* Begin Document passage *

760 F.2d 1107 (11th Cir. 1985), 83-3430, Procup v. Strickland
|Citation:||760 F.2d 1107|
|Party Name:||Robert PROCUP, Plaintiff-Appellant, v. C. STRICKLAND, et al., Defendants-Appellees.|
|Case Date:||May 20, 1985|
|Court:||United States Courts of Appeals, Court of Appeals for the Eleventh Circuit|
[Copyrighted Material Omitted]
Opinion on Granting of Rehearing En Banc July 10, 1985.
Lamar Winegeart, III, Arnold, Stratford & Booth, Jacksonville, Fla., for plaintiff-appellant.
Dean C. Kowalchyk, Asst. Atty. Gen., Tallahassee, Fla., for defendants-appellees.
Appeal from the United States District Court for the Middle District of Florida.
Before KRAVITCH and JOHNSON, Circuit Judges, and TUTTLE, Senior Circuit Judge.
JOHNSON, Circuit Judge:
Appellant, state prisoner Robert Procup, brought this action pro se in the Middle District of Florida against prison officials who had allegedly stolen his mail. After reviewing Procup's complaint and his affidavit seeking permission to prosecute the claim in forma pauperis, the district court sua sponte entered an order which (1) noted the volume and nature of Procup's previous lawsuits, (2) expressed concern that Procup was engaging in abuse of the judicial process, and (3) gave Procup thirty days to show cause why he should not be enjoined from filing any further pleadings in the Middle District of Florida. The order also allowed the State of Florida thirty days in which to present its position as to the propriety of such an injunction. After considering responses from Procup and the State of Florida, the district court invoked its powers under the All Writs Act, 28 U.S.C.A. Sec. 1651(a), 1 and permanently enjoined Procup from filing in the Middle District of Florida "any additional cases or pleadings therein ... unless ... submitted on behalf of Procup by an attorney admitted to practice before this Court." Procup v. Strickland, 567 F.Supp. 146, 162 (M.D.Fla.1983). Because the injunction unduly burdens Procup's constitutional right of access to the courts and seeks to absolve the district court of its responsibility to examine prisoner complaints for frivolity or maliciousness on a case-by-case basis, we reverse.
Since 1979, Procup has been increasingly active as a pro se litigant, bringing the majority of his lawsuits under 42 U.S.C.A. Sec. 1983 as challenges to various conditions of his confinement in Florida prisons. Based on Procup's lack of success in any action prosecuted thus far, the patently frivolous nature of several of his claims, the repetitive assertion of various claims, a persistent refusal to abide by local rules, and an apparently malicious motive for initiating certain actions, the district court below found that Procup "has engaged and continues to engage in a gross abuse of the judicial process." Id. at 156.

* End Document passage *
* Begin Collected data *

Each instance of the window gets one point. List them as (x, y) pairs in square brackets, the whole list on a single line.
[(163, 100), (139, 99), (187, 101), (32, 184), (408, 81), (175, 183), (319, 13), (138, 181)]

* End Collected data *

• **Complete the following**
1. List every ground that the Procup v. Strickland opinion says the district court relied on in finding that Procup abused the judicial process.
2. Copy the part of the Procup v. Strickland opinion starting with "760 F.2d 1107 (11th" and going on through "Fla., for plaintiff-appellant.".

• **Results of the exercise**
1.
- Procup's lack of success in any action prosecuted thus far
- the patently frivolous nature of several of his claims
- the repetitive assertion of various claims
- a persistent refusal to abide by local rules
- an apparently malicious motive for initiating certain actions

2.
760 F.2d 1107 (11th Cir. 1985), 83-3430, Procup v. Strickland
|Citation:||760 F.2d 1107|
|Party Name:||Robert PROCUP, Plaintiff-Appellant, v. C. STRICKLAND, et al., Defendants-Appellees.|
|Case Date:||May 20, 1985|
|Court:||United States Courts of Appeals, Court of Appeals for the Eleventh Circuit|
[Copyrighted Material Omitted]
Opinion on Granting of Rehearing En Banc July 10, 1985.
Lamar Winegeart, III, Arnold, Stratford & Booth, Jacksonville, Fla., for plaintiff-appellant.